** start of Data extract **

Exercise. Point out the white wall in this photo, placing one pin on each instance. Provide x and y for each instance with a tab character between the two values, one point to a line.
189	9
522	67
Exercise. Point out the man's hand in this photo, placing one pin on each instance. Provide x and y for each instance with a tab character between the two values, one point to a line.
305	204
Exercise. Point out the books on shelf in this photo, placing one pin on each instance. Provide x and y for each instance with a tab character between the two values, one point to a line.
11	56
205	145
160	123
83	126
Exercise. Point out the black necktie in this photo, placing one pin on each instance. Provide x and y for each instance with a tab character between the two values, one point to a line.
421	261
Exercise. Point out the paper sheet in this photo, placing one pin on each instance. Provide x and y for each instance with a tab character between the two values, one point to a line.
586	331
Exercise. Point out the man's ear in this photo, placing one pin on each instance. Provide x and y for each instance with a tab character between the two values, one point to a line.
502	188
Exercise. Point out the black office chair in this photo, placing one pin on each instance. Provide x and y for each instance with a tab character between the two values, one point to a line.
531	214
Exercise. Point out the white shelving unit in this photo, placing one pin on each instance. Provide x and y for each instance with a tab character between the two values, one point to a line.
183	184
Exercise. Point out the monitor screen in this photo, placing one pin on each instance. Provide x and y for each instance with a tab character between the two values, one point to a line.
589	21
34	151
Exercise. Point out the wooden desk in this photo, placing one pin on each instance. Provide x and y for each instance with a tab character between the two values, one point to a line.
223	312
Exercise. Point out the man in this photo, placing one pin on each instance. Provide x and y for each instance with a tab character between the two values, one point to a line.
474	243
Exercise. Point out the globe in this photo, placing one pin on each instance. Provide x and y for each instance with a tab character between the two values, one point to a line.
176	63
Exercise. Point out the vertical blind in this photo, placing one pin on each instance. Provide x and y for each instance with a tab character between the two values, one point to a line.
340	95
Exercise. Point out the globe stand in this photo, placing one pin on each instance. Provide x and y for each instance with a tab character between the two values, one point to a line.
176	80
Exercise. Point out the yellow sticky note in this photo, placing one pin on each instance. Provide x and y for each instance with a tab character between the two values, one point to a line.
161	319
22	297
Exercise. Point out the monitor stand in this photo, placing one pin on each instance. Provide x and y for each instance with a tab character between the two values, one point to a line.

** end of Data extract **

## Task
Repeat every one of the records above line for line, without changing a single character.

## Complete output
Exercise. Point out the white wall in this photo, placing one pin on each instance. Provide x and y for each instance with a tab character between the two values, one point to a line.
189	9
522	67
Exercise. Point out the man's hand in this photo, placing one pin on each instance. Provide x and y for each instance with a tab character between the two values, one point to a line.
305	204
Exercise. Point out the books on shelf in this photo, placing one pin on each instance. Provide x and y for each instance with a tab character between the two values, one point to a line.
11	56
205	145
160	123
83	126
Exercise. Point out the black necktie in this photo, placing one pin on each instance. Provide x and y for each instance with a tab character between the two values, one point to a line.
421	261
Exercise. Point out the paper sheet in this photo, placing one pin on each instance. Provide x and y for each instance with a tab character between the two values, one point to a line.
586	331
Exercise. Point out the man's ear in this photo, placing one pin on each instance. Provide x and y for each instance with a tab character between the two values, one point to a line.
502	188
Exercise. Point out the black office chair in this photo, placing one pin on each instance. Provide x and y for each instance with a tab character between the two values, one point to a line.
531	214
Exercise. Point out the white shelving unit in this photo, placing one pin on each instance. Provide x and y for each instance with a tab character between the two values, one point to a line.
183	184
Exercise. Point out the monitor screen in this photo, placing one pin on each instance. Provide x and y for each instance with a tab character between the two values, one point to a line.
589	21
34	151
Exercise. Point out the wooden desk in this photo, placing one pin on each instance. Provide x and y for each instance with a tab character between the two values, one point to a line.
223	312
Exercise. Point out the man in this photo, placing one pin on each instance. Provide x and y for each instance with a tab character between the two values, one point to a line.
474	243
Exercise. Point out the globe in this photo, placing one pin on each instance. Provide x and y for each instance with a tab character between the two values, one point to a line.
176	63
Exercise. Point out the vertical blind in this photo, placing one pin on each instance. Provide x and y for each instance with a tab character between the two values, one point to a line.
340	95
Exercise. Point out the globe stand in this photo, placing one pin on each instance. Provide x and y for each instance with a tab character between the two values, one point to a line.
176	80
Exercise. Point out the yellow sticky note in this photo, placing one pin on each instance. Provide x and y for each instance with a tab character between the two values, one point to a line.
161	319
22	297
Exercise. Point out the monitor stand in this photo, placing one pin on each instance. Provide x and y for each instance with a tab character between the two values, one point to a line.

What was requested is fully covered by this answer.